**** Teks yang Tersedia

Venezuela Sebut Pasukan Keamanannya Tangkap Sekelompok Tentara Bayaran yang Berafiliasi dengan CIA
ORBITINDONESIA.COM - Pemerintah Presiden Venezuela Nicolás Maduro mengatakan pada hari Minggu bahwa pasukan keamanan negaranya telah menangkap sekelompok tentara bayaran yang berafiliasi dengan Badan Intelijen Pusat AS (CIA), kurang dari dua minggu setelah Presiden Donald Trump mengonfirmasi otorisasinya atas tindakan rahasia CIA terhadap negara Amerika Selatan tersebut.
Venezuela "melaporkan telah menangkap sebuah kelompok tentara bayaran dengan informasi langsung dari badan intelijen AS, CIA, yang mampu memastikan bahwa serangan bendera palsu sedang berlangsung dari perairan yang berbatasan dengan Trinidad dan Tobago, atau dari Trinidad atau wilayah Venezuela sendiri," kata pemerintah Venezuela dalam sebuah pernyataan.
"Tindakan terencana ini dengan sempurna membangkitkan provokasi Kapal Perang Maine dan Teluk Tonkin, yang memicu perang melawan Spanyol untuk merebut Kuba pada tahun 1898 dan memungkinkan Kongres AS untuk mengesahkan keterlibatan dalam perang abadi melawan Vietnam pada tahun 1964, di mana mereka dikalahkan oleh rakyat Vietnam setelah menghadapi kehancuran yang tak terhitung dan kerugian manusia yang disesalkan," lanjut pernyataan tersebut.
"Pemerintah Perdana Menteri Kamla Persad-Bissessar telah melepaskan kedaulatan Trinidad dan Tobago untuk bertindak sebagai koloni militer yang tunduk pada kepentingan hegemonik AS, mengubah wilayahnya menjadi kapal induk AS untuk perang di seluruh Karibia melawan Venezuela, Kolombia, dan seluruh Amerika Selatan," tegas Caracas.
Pernyataan tersebut berlanjut: "Dengan tunduk pada agenda militeristik Washington, Persad-Bissessar tidak hanya bermaksud menyerang Venezuela, negara yang selalu mempertahankan kebijakan kerja sama energi, saling menghormati, dan integrasi Karibia, serta memutus ikatan persaudaraan bersejarah kita; ia juga melanggar Piagam Perserikatan Bangsa-Bangsa, proklamasi Amerika Latin dan Karibia sebagai Zona Damai yang disetujui oleh [Komunitas Negara-negara Amerika Latin dan Karibia], dan prinsip-prinsip [Komunitas Karibia], yang melindungi semua masyarakat Karibia."

********
**** Data yang Tersedia

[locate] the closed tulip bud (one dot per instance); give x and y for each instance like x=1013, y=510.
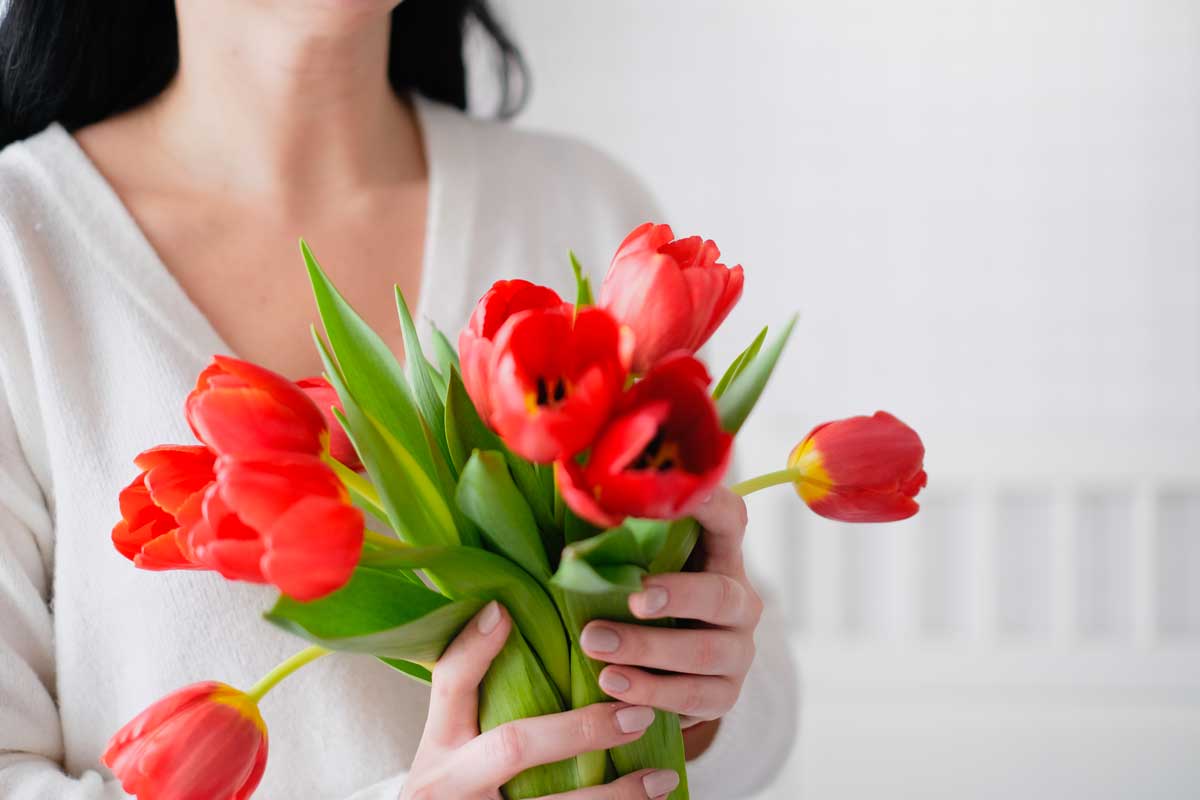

********

* Pokok Soal *
Daftarkan setiap orang yang disebut namanya dalam berita penangkapan tentara bayaran di Venezuela, lengkap dengan jabatan yang dicantumkan untuk masing-masing.

* Jawaban Latihan *
- Nicolás Maduro: Presiden Venezuela
- Donald Trump: Presiden (AS)
- Kamla Persad-Bissessar: Perdana Menteri (Trinidad dan Tobago)